In the records that follow, find each line with the word "green" and copy it.
------ EXCERPTED DATA ------
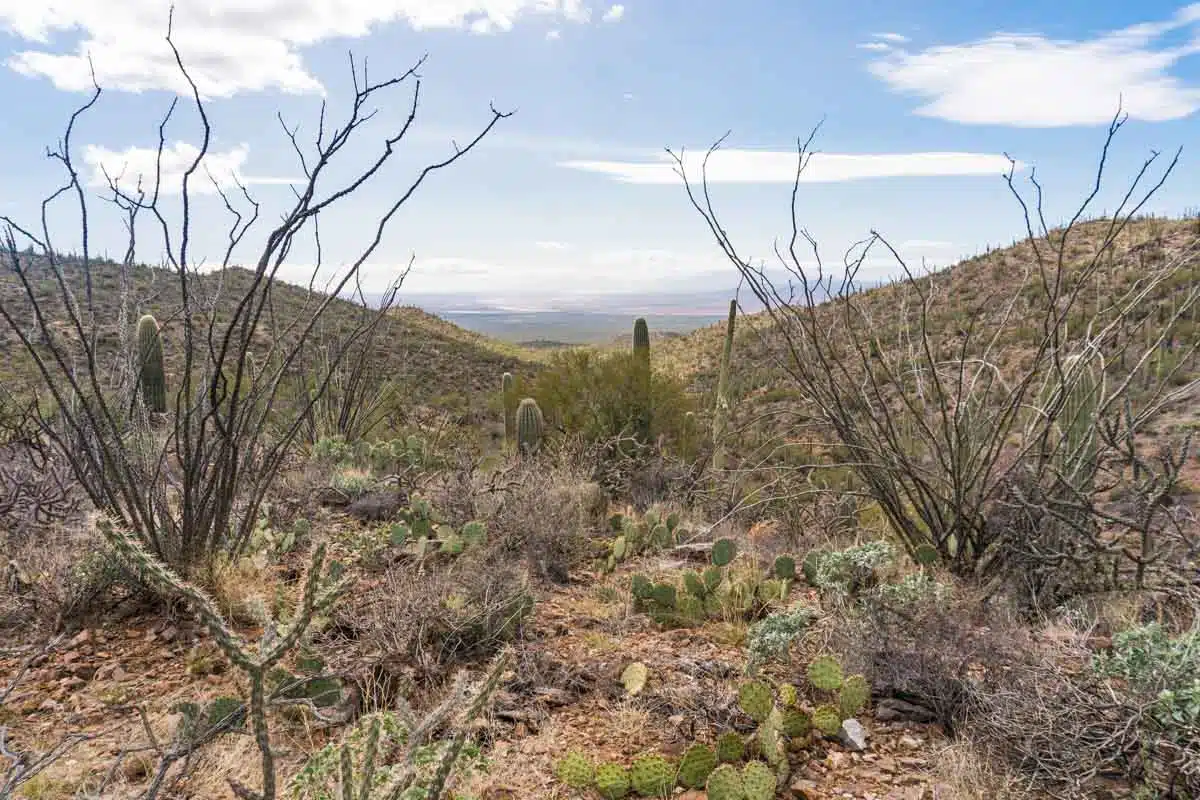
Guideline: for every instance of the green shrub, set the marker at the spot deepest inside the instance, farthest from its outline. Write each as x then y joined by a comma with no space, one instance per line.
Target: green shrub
------
------ EXCERPTED DATA ------
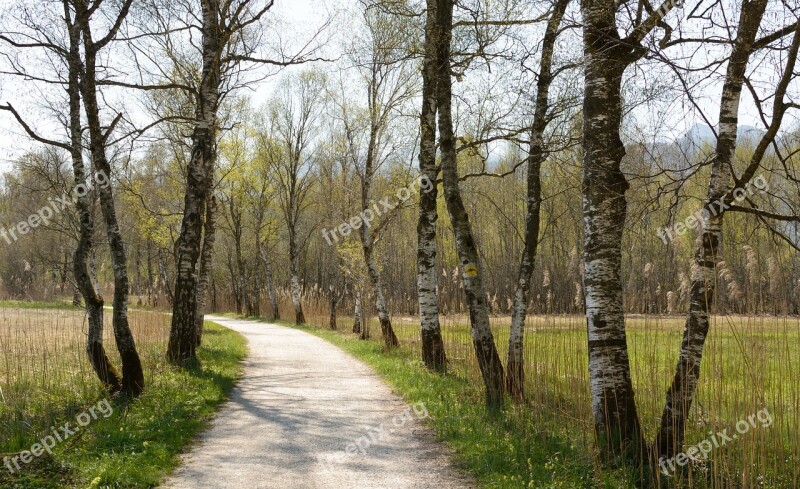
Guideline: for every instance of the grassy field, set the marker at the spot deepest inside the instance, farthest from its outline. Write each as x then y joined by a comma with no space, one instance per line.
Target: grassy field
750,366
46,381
------
------ EXCERPTED DATA ------
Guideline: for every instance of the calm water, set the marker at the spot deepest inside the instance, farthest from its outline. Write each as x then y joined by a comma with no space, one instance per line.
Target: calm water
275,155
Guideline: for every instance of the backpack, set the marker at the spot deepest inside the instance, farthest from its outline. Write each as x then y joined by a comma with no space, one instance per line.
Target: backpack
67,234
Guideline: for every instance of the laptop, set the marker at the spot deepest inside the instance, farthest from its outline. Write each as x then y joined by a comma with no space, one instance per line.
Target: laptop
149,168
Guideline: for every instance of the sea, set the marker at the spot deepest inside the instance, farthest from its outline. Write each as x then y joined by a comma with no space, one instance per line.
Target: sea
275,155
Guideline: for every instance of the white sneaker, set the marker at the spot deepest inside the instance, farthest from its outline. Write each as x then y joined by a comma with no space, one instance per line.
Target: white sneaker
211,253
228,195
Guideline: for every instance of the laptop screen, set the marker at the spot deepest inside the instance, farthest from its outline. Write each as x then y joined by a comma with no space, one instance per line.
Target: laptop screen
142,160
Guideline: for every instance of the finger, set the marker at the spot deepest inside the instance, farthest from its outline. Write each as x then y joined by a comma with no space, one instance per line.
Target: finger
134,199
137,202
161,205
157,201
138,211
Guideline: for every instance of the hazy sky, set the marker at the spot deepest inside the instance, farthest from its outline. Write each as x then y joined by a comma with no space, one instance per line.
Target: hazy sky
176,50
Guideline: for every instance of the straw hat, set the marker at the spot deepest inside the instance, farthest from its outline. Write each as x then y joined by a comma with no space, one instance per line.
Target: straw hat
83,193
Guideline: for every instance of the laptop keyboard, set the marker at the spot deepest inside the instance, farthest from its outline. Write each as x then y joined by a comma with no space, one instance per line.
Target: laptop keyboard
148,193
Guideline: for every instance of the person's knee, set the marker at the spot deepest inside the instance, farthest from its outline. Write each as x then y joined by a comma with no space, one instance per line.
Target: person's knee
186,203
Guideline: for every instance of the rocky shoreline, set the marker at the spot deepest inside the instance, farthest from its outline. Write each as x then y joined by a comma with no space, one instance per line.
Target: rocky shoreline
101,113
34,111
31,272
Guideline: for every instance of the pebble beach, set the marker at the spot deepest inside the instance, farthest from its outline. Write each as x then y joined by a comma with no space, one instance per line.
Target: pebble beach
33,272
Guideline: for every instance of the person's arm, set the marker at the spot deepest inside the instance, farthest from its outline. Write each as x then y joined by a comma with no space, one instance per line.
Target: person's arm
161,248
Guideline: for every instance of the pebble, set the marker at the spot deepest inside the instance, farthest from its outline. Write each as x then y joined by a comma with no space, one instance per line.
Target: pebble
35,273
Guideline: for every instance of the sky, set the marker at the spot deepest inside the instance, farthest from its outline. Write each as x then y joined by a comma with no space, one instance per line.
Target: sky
------
* [ANSWER SPACE]
Guideline: for every instance of the green shrub, set the marker at the spot deepest inside the instance, farthest from its outline. Write each as x then y joined by a comma with no space, one instance per line.
Target: green shrub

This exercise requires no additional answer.